Выполните задания =>
- A) Ответь коротко на вопросы по тексту о днях памяти Астафьева:
(i) Сколько дней шли мероприятия и с какого по какое число?
(ii) Где находилось главное место действия?
(iii) Из какого города приехал издатель Геннадий Сапронов?
- B) Продолжи текст о днях памяти Астафьева после его последней фразы.

Страница =>

/---

Справедливости ради надо сказать — столь масштабных дней памяти Астафьева, кажется, еще не было. Массово и организованно вспоминали три дня, с 28 по 30 апреля. Через мероприятия прошли сотни людей, зрители плавно перетекали в соучастников. Главное место действия раскинулось на весь второй этаж комплекса Mix-Max.
Что само по себе было несколько забавно. Так, критик Валентин Курбатов, гость дней и близкий друг Виктора Петровича, контексту дивился и немного грустил: «Какие-то ярмарки, какие-то продажи стальных дверей, ну, сколько можно уже всей страной торговать?» Ну, то есть в самом сердце общества потребления и зарабатывания — презентация Астафьева. Здравствуйте. Можно видеть в том знак непреходящей актуальности. Курбатов же был скорее смущен. Но это не тот случай, когда торговцев изгоняют из храма — хотя бы потому, что торговля здесь находится у себя дома, а дни Астафьева — в гостях. Также критика смущали привычные времени «интерактивные презентации», «подиум-дискуссии», «игры-квесты» и прочее, из чего состояла программа дней. Астафьев так, конечно, не выражался. Ну, да кто знает — может, интерактивные интерфейсы, наоборот, порадовали бы классика? Нам про то, конечно, не спросить…
Супротив энтропии
Если от новомодности форматов перейти к содержанию, оно не так уж отлично от привычного. Ядро мероприятий выросло из астафьевских чтений, а те, в свою очередь, наследуют «литературным встречам в русской провинции», бывшим еще при жизни Астафьева. К писателю приезжают писатели его круга и говорят о том, что считают важным. Им виднее, о чем. Административная задача организаторов сводится к: 1) привезти, 2) поселить, 3) накормить. Дальше сами участники сядут за стол и разберутся. Монологи и диалоги крутились вокруг тем: Астафьев, литература, общество, Астафьев и литература, Астафьев и общество, Астафьев и я. Приехавшие имеют право на монолог «Астафьев и я» — как правило, гости не просто критики-писатели-режиссеры, но друзья Астафьева по жизни, иная такая дружба тянулась десятилетия.
Обычно на дни Астафьева приезжает определенный, говоря не астафьевским языком, виповский пул (по-астафьевски это было бы, наверное, «самые дорогие гости»). Был он и на сей раз. Это писатель Михаил Кураев (Петербург), критик Валентин Курбатов (Псков), кинорежиссер Михаил Литвяков (Петербург), редактор Агнесса Гремицкая (Москва), издатель Геннадий Сапронов (Иркутск). Гостей сопровождал примкнувший к ним министр культуры Красноярского края Геннадий Рукша.
- Время уже начало свою работу забвения над Виктором Астафьевым, — грустно констатировал Курбатов. — Посмотрите на книжные магазины, — продолжил он. — Там целые полки отданы под одного Пелевина, и редко-редко можно увидеть одну книгу Астафьева.

\---

Набор данных =>
/---

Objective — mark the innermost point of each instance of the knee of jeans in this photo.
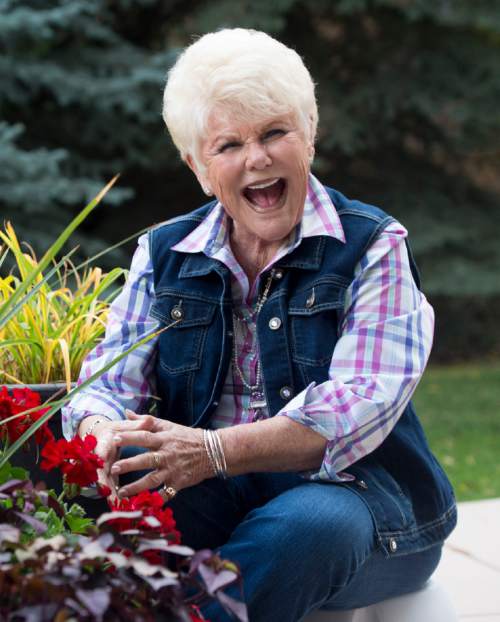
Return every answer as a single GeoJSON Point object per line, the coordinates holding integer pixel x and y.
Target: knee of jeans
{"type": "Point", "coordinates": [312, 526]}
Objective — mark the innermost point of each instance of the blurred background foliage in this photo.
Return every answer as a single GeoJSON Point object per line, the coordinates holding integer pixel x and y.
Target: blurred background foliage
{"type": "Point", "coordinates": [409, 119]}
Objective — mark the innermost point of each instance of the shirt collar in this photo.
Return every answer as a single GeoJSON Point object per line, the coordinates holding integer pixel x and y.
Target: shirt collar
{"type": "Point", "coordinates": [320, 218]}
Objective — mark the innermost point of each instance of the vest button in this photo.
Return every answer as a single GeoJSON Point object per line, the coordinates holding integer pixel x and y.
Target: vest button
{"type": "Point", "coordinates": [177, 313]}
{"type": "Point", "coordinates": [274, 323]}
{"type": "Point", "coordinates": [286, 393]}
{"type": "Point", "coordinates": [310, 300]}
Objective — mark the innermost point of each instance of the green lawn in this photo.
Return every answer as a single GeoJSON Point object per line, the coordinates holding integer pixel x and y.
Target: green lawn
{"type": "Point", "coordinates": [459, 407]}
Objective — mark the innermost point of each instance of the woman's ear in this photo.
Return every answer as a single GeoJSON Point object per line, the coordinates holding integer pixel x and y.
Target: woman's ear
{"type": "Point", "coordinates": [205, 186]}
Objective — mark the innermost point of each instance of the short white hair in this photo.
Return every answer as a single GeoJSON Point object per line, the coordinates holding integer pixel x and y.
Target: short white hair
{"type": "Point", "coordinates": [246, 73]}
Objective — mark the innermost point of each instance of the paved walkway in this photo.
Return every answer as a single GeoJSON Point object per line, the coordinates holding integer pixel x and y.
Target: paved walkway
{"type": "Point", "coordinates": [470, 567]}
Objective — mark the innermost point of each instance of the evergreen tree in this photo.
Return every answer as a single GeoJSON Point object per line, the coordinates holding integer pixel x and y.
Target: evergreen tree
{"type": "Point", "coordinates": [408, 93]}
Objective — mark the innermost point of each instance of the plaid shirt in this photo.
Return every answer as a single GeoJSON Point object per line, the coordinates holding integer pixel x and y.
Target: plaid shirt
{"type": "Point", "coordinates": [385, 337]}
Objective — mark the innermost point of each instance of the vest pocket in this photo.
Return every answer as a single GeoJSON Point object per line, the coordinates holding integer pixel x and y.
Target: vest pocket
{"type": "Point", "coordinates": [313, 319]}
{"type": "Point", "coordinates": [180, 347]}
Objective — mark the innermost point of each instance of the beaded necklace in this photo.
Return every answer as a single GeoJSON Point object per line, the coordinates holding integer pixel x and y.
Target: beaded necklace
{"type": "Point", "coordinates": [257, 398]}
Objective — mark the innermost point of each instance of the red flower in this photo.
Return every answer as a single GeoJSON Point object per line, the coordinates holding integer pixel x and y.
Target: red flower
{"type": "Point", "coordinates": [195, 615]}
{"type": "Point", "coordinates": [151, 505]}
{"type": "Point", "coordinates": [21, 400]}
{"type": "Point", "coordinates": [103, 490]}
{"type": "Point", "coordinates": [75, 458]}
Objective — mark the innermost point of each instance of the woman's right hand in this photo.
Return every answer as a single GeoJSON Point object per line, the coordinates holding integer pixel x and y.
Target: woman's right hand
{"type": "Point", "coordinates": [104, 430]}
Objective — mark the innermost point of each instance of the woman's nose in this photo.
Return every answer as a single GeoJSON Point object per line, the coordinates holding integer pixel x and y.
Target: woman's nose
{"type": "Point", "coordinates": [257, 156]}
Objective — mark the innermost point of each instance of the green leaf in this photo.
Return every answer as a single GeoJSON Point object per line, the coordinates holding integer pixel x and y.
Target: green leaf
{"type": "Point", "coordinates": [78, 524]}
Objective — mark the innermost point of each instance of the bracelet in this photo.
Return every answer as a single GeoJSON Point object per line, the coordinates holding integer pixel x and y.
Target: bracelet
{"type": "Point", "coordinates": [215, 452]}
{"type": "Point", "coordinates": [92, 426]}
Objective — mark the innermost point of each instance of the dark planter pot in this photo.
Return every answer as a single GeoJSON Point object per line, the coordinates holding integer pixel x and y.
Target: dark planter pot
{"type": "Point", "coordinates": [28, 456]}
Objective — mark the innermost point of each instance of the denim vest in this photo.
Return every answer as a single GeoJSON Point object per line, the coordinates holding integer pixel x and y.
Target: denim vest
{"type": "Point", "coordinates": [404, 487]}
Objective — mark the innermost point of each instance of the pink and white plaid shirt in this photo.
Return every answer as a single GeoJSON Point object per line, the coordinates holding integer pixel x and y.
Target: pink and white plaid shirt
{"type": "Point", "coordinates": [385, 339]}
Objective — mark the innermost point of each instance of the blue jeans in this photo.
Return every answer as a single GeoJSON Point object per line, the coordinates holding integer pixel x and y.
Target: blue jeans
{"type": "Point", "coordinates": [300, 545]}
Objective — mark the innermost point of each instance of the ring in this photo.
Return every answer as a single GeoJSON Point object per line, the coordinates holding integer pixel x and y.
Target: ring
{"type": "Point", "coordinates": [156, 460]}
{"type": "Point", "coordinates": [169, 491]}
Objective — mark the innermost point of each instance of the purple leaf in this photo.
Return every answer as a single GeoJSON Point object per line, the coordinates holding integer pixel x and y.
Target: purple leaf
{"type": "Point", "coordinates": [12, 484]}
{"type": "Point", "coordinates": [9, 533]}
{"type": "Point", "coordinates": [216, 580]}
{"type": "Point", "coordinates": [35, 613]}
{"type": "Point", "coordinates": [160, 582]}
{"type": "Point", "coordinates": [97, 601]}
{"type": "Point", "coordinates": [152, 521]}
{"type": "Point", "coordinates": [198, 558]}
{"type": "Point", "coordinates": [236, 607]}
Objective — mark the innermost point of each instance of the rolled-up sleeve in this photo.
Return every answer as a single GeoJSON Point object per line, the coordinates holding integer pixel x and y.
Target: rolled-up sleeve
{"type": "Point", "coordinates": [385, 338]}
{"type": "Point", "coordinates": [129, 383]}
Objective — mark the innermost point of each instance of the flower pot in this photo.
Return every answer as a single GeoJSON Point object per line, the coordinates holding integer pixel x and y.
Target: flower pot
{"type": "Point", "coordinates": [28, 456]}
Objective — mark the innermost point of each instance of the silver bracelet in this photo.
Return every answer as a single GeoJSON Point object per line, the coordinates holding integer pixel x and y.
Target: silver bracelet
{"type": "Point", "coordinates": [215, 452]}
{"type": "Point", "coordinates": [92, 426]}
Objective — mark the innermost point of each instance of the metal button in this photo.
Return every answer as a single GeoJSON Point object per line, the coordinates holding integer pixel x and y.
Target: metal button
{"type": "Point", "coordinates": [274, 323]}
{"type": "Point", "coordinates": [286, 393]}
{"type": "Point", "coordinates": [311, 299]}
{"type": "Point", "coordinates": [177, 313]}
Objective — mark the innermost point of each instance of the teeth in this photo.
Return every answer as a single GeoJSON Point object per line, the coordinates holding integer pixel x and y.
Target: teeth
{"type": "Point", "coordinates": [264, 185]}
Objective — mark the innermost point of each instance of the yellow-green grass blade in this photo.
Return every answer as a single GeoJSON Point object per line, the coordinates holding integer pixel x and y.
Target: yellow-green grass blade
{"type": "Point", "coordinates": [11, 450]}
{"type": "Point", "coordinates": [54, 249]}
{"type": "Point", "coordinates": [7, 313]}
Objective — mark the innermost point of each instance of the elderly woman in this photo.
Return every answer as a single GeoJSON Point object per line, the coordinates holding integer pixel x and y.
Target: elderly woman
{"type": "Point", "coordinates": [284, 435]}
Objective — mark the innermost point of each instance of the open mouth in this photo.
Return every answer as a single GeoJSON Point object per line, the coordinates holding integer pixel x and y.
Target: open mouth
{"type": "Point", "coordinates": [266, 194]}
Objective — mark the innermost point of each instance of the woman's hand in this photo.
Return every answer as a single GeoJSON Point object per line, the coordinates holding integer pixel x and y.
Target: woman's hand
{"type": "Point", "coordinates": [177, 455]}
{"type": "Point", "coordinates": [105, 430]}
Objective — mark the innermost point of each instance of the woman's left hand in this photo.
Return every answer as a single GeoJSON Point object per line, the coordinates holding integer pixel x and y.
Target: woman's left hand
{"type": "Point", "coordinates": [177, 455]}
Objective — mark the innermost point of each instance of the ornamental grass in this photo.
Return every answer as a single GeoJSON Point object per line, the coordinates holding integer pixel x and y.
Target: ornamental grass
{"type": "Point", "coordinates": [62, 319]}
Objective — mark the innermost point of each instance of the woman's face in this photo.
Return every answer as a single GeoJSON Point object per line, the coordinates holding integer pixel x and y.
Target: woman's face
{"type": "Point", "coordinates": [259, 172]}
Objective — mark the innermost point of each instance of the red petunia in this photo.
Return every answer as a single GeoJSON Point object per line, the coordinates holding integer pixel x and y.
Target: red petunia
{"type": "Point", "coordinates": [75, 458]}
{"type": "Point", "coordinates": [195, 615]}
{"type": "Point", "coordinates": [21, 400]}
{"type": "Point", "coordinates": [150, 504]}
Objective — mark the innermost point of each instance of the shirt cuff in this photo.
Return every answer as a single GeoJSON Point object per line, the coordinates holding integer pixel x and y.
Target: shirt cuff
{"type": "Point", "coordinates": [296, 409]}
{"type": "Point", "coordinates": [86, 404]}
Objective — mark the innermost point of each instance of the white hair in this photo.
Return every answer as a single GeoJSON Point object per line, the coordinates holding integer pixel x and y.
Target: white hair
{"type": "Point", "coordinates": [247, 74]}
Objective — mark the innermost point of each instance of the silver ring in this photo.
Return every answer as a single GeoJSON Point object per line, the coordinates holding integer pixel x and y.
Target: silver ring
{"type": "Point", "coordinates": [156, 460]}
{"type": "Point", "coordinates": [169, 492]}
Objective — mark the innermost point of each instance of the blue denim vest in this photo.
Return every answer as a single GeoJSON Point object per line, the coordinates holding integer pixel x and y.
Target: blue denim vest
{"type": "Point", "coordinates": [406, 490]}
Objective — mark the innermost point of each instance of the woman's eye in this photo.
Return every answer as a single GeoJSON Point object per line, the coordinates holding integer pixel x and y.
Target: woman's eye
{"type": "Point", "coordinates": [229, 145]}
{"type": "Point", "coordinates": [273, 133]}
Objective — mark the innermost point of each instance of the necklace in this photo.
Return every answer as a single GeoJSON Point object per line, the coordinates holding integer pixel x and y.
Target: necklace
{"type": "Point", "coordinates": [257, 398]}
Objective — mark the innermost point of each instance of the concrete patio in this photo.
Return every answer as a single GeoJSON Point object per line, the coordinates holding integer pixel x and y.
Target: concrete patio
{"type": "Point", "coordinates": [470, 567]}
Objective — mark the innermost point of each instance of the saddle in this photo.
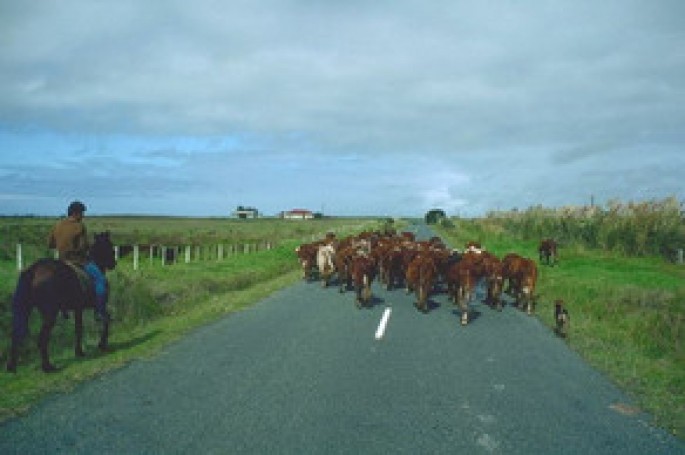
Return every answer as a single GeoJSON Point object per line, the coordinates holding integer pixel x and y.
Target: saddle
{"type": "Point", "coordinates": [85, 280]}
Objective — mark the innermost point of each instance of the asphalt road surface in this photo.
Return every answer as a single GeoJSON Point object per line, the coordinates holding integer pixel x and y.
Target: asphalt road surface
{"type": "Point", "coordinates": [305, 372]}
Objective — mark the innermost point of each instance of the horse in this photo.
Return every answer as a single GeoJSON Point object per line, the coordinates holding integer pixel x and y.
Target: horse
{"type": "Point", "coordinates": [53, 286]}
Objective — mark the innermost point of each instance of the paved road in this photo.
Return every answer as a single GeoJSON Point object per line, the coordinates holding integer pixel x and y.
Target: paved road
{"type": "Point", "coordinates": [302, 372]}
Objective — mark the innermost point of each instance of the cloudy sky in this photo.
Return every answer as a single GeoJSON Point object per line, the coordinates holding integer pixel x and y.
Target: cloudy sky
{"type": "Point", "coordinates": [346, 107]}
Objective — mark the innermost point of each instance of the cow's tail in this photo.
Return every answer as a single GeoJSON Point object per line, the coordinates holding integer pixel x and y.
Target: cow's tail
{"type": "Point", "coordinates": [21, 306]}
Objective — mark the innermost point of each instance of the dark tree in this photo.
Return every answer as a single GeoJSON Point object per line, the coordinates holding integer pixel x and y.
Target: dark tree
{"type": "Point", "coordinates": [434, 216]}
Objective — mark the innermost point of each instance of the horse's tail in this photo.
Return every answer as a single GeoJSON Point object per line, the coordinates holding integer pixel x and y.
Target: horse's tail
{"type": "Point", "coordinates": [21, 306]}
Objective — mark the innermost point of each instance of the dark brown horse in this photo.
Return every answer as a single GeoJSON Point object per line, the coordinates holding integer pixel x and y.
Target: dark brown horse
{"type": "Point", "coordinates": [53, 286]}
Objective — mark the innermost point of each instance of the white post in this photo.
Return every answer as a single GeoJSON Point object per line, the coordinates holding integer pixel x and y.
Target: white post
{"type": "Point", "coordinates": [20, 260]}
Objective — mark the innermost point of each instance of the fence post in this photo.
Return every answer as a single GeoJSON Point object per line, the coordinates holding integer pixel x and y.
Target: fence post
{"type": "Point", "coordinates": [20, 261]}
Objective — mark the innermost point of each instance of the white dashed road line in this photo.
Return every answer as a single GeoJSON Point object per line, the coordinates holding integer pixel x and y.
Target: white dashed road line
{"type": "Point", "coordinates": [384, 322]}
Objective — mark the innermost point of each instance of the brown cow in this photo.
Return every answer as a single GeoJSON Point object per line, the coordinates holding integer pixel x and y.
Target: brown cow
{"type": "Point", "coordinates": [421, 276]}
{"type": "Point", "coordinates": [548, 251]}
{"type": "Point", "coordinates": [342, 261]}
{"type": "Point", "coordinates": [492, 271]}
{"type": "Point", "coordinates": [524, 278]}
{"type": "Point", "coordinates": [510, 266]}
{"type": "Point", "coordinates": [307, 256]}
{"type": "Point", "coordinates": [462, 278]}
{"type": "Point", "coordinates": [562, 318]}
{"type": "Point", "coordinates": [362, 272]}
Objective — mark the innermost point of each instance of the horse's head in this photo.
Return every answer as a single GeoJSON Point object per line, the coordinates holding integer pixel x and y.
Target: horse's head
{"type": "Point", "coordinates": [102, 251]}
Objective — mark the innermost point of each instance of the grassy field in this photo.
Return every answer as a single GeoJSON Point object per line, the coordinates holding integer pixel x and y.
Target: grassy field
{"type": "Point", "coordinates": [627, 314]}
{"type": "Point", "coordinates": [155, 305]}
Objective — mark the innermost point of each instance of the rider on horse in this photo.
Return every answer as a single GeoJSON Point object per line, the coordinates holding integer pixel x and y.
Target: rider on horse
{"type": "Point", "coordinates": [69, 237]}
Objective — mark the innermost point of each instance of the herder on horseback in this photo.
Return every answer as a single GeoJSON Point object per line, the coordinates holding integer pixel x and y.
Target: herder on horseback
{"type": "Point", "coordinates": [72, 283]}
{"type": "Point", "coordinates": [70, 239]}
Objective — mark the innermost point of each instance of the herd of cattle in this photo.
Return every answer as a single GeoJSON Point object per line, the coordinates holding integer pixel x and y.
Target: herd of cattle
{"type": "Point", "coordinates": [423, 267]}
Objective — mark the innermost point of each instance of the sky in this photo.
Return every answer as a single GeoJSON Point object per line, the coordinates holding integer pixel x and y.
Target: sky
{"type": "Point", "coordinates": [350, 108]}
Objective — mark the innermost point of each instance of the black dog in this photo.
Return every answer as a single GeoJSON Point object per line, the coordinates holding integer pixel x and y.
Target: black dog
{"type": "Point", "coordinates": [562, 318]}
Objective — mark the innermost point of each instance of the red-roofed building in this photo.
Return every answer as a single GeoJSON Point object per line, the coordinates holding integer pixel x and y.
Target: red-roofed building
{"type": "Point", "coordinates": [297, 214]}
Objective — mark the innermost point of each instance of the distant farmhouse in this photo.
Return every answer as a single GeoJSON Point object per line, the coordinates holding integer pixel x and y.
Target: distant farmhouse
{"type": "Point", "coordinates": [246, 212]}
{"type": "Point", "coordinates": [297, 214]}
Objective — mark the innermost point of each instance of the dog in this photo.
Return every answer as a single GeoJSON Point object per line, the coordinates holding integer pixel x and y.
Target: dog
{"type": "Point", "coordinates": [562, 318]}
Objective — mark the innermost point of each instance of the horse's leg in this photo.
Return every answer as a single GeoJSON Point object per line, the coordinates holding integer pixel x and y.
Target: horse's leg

\---

Результаты выполнения =>
- A)
(i) Три дня, с 28 по 30 апреля.
(ii) На всем втором этаже комплекса Mix-Max.
(iii) Из Иркутска.

- B)
И это при том, что Пелевина Курбатов считает еще не худшим русским прозаиком. Критик признался, что из таких магазинов ему хочется бежать побыстрее, ему плохо там. В общем, конференция собралась, чтобы стоять против времени. Перефразируя евангельские слова, где двое соберутся во имя Астафьева, там и он будет третьим.
Кураев с Курбатовым вспоминали попытки собрать вместе титанов нашей словесности — Солженицына, Астафьева, Распутина, Белова. И как это срывалось. «Все же великие, что им сам Лев Толстой, а тем более современники». Плюс к обычной писательской гордости — идейные разногласия. «Политика» развела писателей-традиционалистов по разные стороны баррикад, и если Астафьев с Солженицыным еще могли говорить как друзья, и говорить долго — это скорее исключение, тем более что в их случае сторона-то как раз одна, «антисоветская». Впрочем, заметил Михаил Кураев, для русской литературы контры великих — обычное дело. Достоевский и Толстой так и не захотели встретиться друг с другом, хотя общество настойчиво их толкало к тому. У обоих были плохие отношения с Тургеневым. Когда Салтыков-Щедрин пришел на похороны Достоевского, все удивились — они были врагами.
Это в девятнадцатом веке было, заметил Курбатов, это золотой век русской словесности, и они могли себе позволить. Тем более что «Россия была в сердце каждого» и спорили, главным образом, как ее любить и понимать. А сейчас, заметил Курбатов, нет единой партии любви и слишком многие писатели — это партия хулы и глума: над Россией, над традицией, над самой бывшей культурой. «Я не рискую даже пересказать вам содержание романа Сорокина, все-таки мы находимся не в сортире, вот там бы пересказ был уместен».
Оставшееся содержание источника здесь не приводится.